> **Goal of the exercise**:
Rewrite the records below with every "jersey" replaced by "shirt" and everything else unchanged. Leave the pictures out of your answer.

** start of Given entries **

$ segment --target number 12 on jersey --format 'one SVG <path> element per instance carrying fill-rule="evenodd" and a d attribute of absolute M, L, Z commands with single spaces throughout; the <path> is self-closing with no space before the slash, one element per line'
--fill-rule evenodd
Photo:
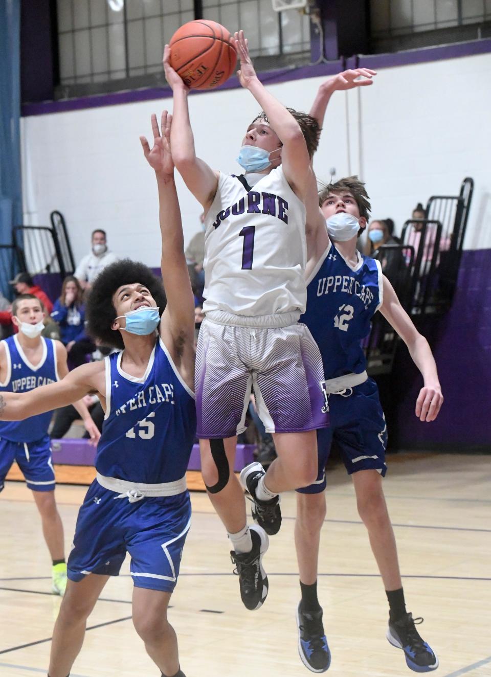
<path fill-rule="evenodd" d="M 242 250 L 242 270 L 251 270 L 254 258 L 254 234 L 255 225 L 245 225 L 238 234 L 244 238 L 244 246 Z"/>

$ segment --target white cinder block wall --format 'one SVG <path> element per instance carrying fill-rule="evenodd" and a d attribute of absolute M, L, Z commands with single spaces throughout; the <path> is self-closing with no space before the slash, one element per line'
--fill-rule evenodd
<path fill-rule="evenodd" d="M 308 110 L 322 78 L 270 86 L 288 106 Z M 374 218 L 391 217 L 396 231 L 417 202 L 456 194 L 475 181 L 465 246 L 491 248 L 491 54 L 381 70 L 375 83 L 336 93 L 328 108 L 315 167 L 320 179 L 358 173 Z M 34 116 L 22 125 L 24 223 L 65 216 L 77 260 L 96 227 L 110 246 L 159 264 L 156 190 L 139 136 L 151 137 L 150 116 L 170 99 Z M 198 154 L 211 167 L 238 173 L 235 162 L 259 110 L 241 89 L 190 97 Z M 178 177 L 188 242 L 199 227 L 199 204 Z"/>

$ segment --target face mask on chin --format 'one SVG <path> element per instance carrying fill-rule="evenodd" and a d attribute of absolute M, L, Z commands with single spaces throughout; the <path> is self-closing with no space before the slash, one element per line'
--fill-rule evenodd
<path fill-rule="evenodd" d="M 36 324 L 30 324 L 28 322 L 22 322 L 18 318 L 16 318 L 20 323 L 19 330 L 28 338 L 35 338 L 39 336 L 44 329 L 44 322 L 41 320 Z"/>
<path fill-rule="evenodd" d="M 161 321 L 158 308 L 152 306 L 144 306 L 137 308 L 124 315 L 119 315 L 116 318 L 126 318 L 126 326 L 121 328 L 129 334 L 136 334 L 137 336 L 148 336 L 153 334 Z"/>
<path fill-rule="evenodd" d="M 331 240 L 345 242 L 358 235 L 360 230 L 358 219 L 351 214 L 339 212 L 326 219 L 327 232 Z"/>
<path fill-rule="evenodd" d="M 95 256 L 100 256 L 101 254 L 104 254 L 104 253 L 107 250 L 107 248 L 108 248 L 107 244 L 92 245 L 92 251 L 94 253 Z"/>
<path fill-rule="evenodd" d="M 239 151 L 237 162 L 246 172 L 262 171 L 271 165 L 272 160 L 276 159 L 270 159 L 272 153 L 280 150 L 275 148 L 268 152 L 264 148 L 258 148 L 255 146 L 242 146 Z"/>

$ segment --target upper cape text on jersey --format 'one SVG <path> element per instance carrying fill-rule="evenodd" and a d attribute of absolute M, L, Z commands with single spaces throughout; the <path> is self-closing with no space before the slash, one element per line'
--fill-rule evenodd
<path fill-rule="evenodd" d="M 286 200 L 274 193 L 259 193 L 251 190 L 235 204 L 219 212 L 213 224 L 213 227 L 217 228 L 222 221 L 229 217 L 230 213 L 232 216 L 238 216 L 244 212 L 248 214 L 268 214 L 288 223 L 288 202 Z"/>
<path fill-rule="evenodd" d="M 339 286 L 341 289 L 338 289 Z M 344 292 L 350 296 L 354 294 L 363 301 L 366 310 L 374 299 L 370 289 L 364 284 L 360 284 L 351 275 L 330 275 L 327 278 L 320 278 L 317 283 L 317 295 L 322 296 L 323 294 L 328 294 L 330 291 Z"/>
<path fill-rule="evenodd" d="M 141 407 L 146 407 L 147 401 L 149 404 L 156 404 L 158 402 L 170 402 L 174 404 L 174 385 L 173 383 L 161 383 L 161 388 L 156 385 L 149 386 L 145 390 L 141 390 L 135 397 L 131 397 L 125 404 L 116 410 L 116 416 L 126 414 L 128 411 L 133 412 Z M 163 393 L 162 392 L 163 391 Z"/>

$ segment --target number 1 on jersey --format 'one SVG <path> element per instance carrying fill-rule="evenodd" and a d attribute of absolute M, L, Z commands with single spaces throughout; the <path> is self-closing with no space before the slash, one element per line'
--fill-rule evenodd
<path fill-rule="evenodd" d="M 238 234 L 244 238 L 244 246 L 242 250 L 242 270 L 251 270 L 254 258 L 254 233 L 255 225 L 245 225 Z"/>

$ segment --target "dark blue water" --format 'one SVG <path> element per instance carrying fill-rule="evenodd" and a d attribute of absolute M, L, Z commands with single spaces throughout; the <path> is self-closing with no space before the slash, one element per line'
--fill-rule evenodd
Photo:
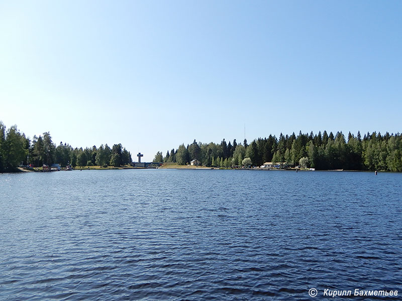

** end of Given entries **

> **Solution**:
$ segment --target number 12 on shirt --format 'one SVG <path> element per instance carrying fill-rule="evenodd" and a d attribute of absolute M, L, Z commands with single spaces throughout; the <path> is self-closing with no space before the slash, one element per line'
--fill-rule evenodd
Photo:
<path fill-rule="evenodd" d="M 242 250 L 242 270 L 251 270 L 254 258 L 254 234 L 255 225 L 245 225 L 238 234 L 244 238 L 244 246 Z"/>

$ segment --target white cinder block wall --format 'one SVG <path> element per instance carrying fill-rule="evenodd" and a d attribute of absolute M, L, Z commands with single spaces throughout; the <path> is self-closing with no space before the slash, one element per line'
--fill-rule evenodd
<path fill-rule="evenodd" d="M 308 110 L 322 78 L 270 86 L 288 106 Z M 374 218 L 391 217 L 396 231 L 417 202 L 456 194 L 475 181 L 465 246 L 491 248 L 491 54 L 381 70 L 375 83 L 336 93 L 328 108 L 315 167 L 320 179 L 358 173 Z M 34 116 L 22 125 L 24 223 L 65 216 L 77 260 L 96 227 L 110 246 L 159 264 L 156 190 L 139 136 L 151 137 L 150 116 L 170 99 Z M 198 154 L 211 167 L 238 173 L 235 162 L 259 110 L 241 89 L 190 97 Z M 178 177 L 188 242 L 199 227 L 199 204 Z"/>

$ segment --target face mask on chin --format 'one SVG <path> element per instance carrying fill-rule="evenodd" and a d attribute of absolute M, L, Z commands with single spaces throughout; the <path> is self-closing with no space before the slash, one element per line'
--fill-rule evenodd
<path fill-rule="evenodd" d="M 36 324 L 30 324 L 28 322 L 22 322 L 18 318 L 16 318 L 20 323 L 19 330 L 28 338 L 35 338 L 39 336 L 44 329 L 44 322 L 41 320 Z"/>
<path fill-rule="evenodd" d="M 161 321 L 158 308 L 152 306 L 144 306 L 137 308 L 124 315 L 119 315 L 116 318 L 126 318 L 126 326 L 121 328 L 129 334 L 136 334 L 137 336 L 148 336 L 153 334 Z"/>
<path fill-rule="evenodd" d="M 331 240 L 345 242 L 358 235 L 360 230 L 358 219 L 351 214 L 339 212 L 326 219 L 327 232 Z"/>
<path fill-rule="evenodd" d="M 95 256 L 100 256 L 101 254 L 104 254 L 104 253 L 107 250 L 107 248 L 108 248 L 107 244 L 92 245 L 92 251 L 94 253 Z"/>
<path fill-rule="evenodd" d="M 239 151 L 237 162 L 246 172 L 262 171 L 271 165 L 272 160 L 276 159 L 270 159 L 272 153 L 280 150 L 275 148 L 268 152 L 264 148 L 258 148 L 255 146 L 242 146 Z"/>

$ segment --target upper cape text on shirt --format 'one SVG <path> element per instance carrying fill-rule="evenodd" and a d attribute of absolute M, L, Z commands with single spaces throughout; the <path> is self-closing with no space before the slash, one element per line'
--fill-rule evenodd
<path fill-rule="evenodd" d="M 286 200 L 274 193 L 259 193 L 251 190 L 235 204 L 219 212 L 213 224 L 213 227 L 217 228 L 222 221 L 229 217 L 230 213 L 232 216 L 238 216 L 244 212 L 248 214 L 268 214 L 288 223 L 288 202 Z"/>
<path fill-rule="evenodd" d="M 339 286 L 341 289 L 338 289 Z M 344 292 L 350 296 L 354 294 L 363 301 L 366 310 L 374 299 L 370 289 L 364 284 L 360 284 L 351 275 L 330 275 L 327 278 L 320 278 L 317 283 L 317 295 L 322 296 L 323 294 L 328 294 L 330 291 Z"/>
<path fill-rule="evenodd" d="M 141 407 L 146 407 L 147 401 L 149 404 L 156 404 L 158 402 L 170 402 L 174 404 L 174 385 L 173 383 L 161 383 L 161 388 L 156 385 L 149 386 L 145 390 L 141 390 L 135 397 L 131 397 L 125 404 L 116 410 L 116 416 L 126 414 L 128 411 L 133 412 Z M 163 393 L 162 392 L 163 391 Z"/>

$ segment --target number 1 on shirt --format 'one SVG <path> element per instance carrying fill-rule="evenodd" and a d attribute of absolute M, L, Z commands with single spaces throughout; the <path> is self-closing with no space before the slash, one element per line'
--fill-rule evenodd
<path fill-rule="evenodd" d="M 238 234 L 244 238 L 244 246 L 242 250 L 242 270 L 251 270 L 254 258 L 254 233 L 255 225 L 245 225 Z"/>

$ segment --target "dark blue water" --format 'one SVG <path> element per instance carrying fill-rule="evenodd" and a d attribute of absolute M, L, Z commands with single spaces throughout; the <path> is self-closing with no space before the slash, one element per line'
--fill-rule evenodd
Photo:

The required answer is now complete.